Saint Antoine et saint Georges

Et puis que penser de cette culpabilité absente sur le visage juvénile de Georges ? Pourquoi Georges devrait-il se sentir coupable ? En tout cas, il affronte sans état d'âme le regard de l'ermite, et cet échange là aussi silencieux redouble celui qui se joue à l'étage inférieur avec le dragon et le sanglier.
Étrange aussi cette phrase que j'ai soulignée : cette nuque et ce cou livrés sans protection au regard de l'observateur. La lourde capuche de saint Antoine ne l'expose pas à pareil danger. Sebald instille une menace, qui s'incarne aussi en ce dragon mal occis qui frétille à la botte du héros.

Mais ce n'est pas cela qui semble surtout retenir l'attention de Sebald, qui écrit que ce qui rend ce tableau si particulier c'est "le chapeau de paille à large bord, extrêmement ouvragé et orné d'une grande plume, que porte le paladin. J'aimerais bien savoir comment il est venu à l'idée de Pisanello d'affubler saint Georges d'un couvre-chef seyant en vérité si peu aux circonstances, et pour tout dire extravagant. San Giorgio con capello di paglia - fort insolite, ma foi, comme le pensent peut-être aussi les deux bons chevaux qui regardent par-dessus l'épaule du chevalier."


Pourquoi Sebald n'a-t-il rien de plus pressé, à peine revenu d'Allemagne, que d'aller contempler (on peut supposer que ce n'était pas la première fois) ce tableau de Pisanello ? Pourquoi se confronter à nouveau à cette énigme du capello di paglia, substitut de l'auréole sanctificatrice (bien présente en revanche chez Antoine) ?

(A suivre)


jeudi 21 juillet 2016

Le chapeau noir de Napoléon

METTERNICH, tournant le chapeau dans ses mains.
Le voilà, ce fameux petit !… Comme il est laid !
On l’appelle petit : d’abord, est-ce qu’il l’est ?
(Haussant les épaules et de plus en plus rancunier.)
Non. Il est grand. Très grand. Énorme. C’est en somme
Celui, pour se grandir, que porte un petit homme !
Car c’est d’un chapelier que la légende part
Le vrai Napoléon, en somme…
(Retournant le chapeau et l’approchant de la lumière pour lire, au fond, le nom du chapelier :)
C’est Poupart !
--------
■ **Consignes**
A. Transcrivez le passage de l'extrait qui commence par "Car c’est d’un" et continue jusqu'à "C’est Poupart !".
B. Reprenez sous forme de courte liste le paragraphe de l'extrait qui commence par « Mais ce n'est pas cela », en gardant ses idées principales.

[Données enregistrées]
--------
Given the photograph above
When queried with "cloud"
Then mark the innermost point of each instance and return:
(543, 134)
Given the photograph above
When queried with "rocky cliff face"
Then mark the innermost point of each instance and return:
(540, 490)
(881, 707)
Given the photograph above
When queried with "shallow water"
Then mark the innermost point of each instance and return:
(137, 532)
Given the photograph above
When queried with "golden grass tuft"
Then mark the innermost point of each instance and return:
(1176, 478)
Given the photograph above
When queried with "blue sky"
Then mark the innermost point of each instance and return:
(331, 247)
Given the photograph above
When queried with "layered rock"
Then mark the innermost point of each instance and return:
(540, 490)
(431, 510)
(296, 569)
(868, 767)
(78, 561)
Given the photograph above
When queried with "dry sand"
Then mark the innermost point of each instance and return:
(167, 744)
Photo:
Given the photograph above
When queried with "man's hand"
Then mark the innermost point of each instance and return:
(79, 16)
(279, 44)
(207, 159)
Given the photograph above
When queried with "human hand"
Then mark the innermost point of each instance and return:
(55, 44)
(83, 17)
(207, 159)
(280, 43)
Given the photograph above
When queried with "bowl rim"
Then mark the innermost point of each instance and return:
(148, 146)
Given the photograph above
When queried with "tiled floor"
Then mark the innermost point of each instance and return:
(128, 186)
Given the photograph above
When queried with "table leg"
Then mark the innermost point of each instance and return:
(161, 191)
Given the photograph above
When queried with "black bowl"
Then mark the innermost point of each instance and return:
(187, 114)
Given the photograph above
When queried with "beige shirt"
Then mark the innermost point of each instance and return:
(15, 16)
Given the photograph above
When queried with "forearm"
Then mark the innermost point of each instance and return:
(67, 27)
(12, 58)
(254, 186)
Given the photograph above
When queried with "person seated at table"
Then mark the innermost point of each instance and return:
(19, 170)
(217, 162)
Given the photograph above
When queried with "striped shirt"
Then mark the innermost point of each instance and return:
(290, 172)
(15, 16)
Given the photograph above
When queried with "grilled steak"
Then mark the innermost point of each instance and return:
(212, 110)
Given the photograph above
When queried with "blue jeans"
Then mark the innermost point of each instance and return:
--------
■ **Réponses par tâche**
A.
Car c’est d’un chapelier que la légende part
Le vrai Napoléon, en somme…
(Retournant le chapeau et l’approchant de la lumière pour lire, au fond, le nom du chapelier :)
C’est Poupart !

B.
- Pour Sebald, ce qui rend le tableau si particulier, c'est le chapeau de paille que porte le paladin. Ce chapeau a un large bord, il est très travaillé et il porte une grande plume.
- Sebald aimerait savoir comment Pisanello a eu l'idée de coiffer saint Georges d'un chapeau qui va si mal avec les circonstances et qui est même extravagant.
- Il trouve ce « San Giorgio con capello di paglia » très insolite. Les deux chevaux qui regardent par-dessus l'épaule du chevalier le pensent peut-être aussi.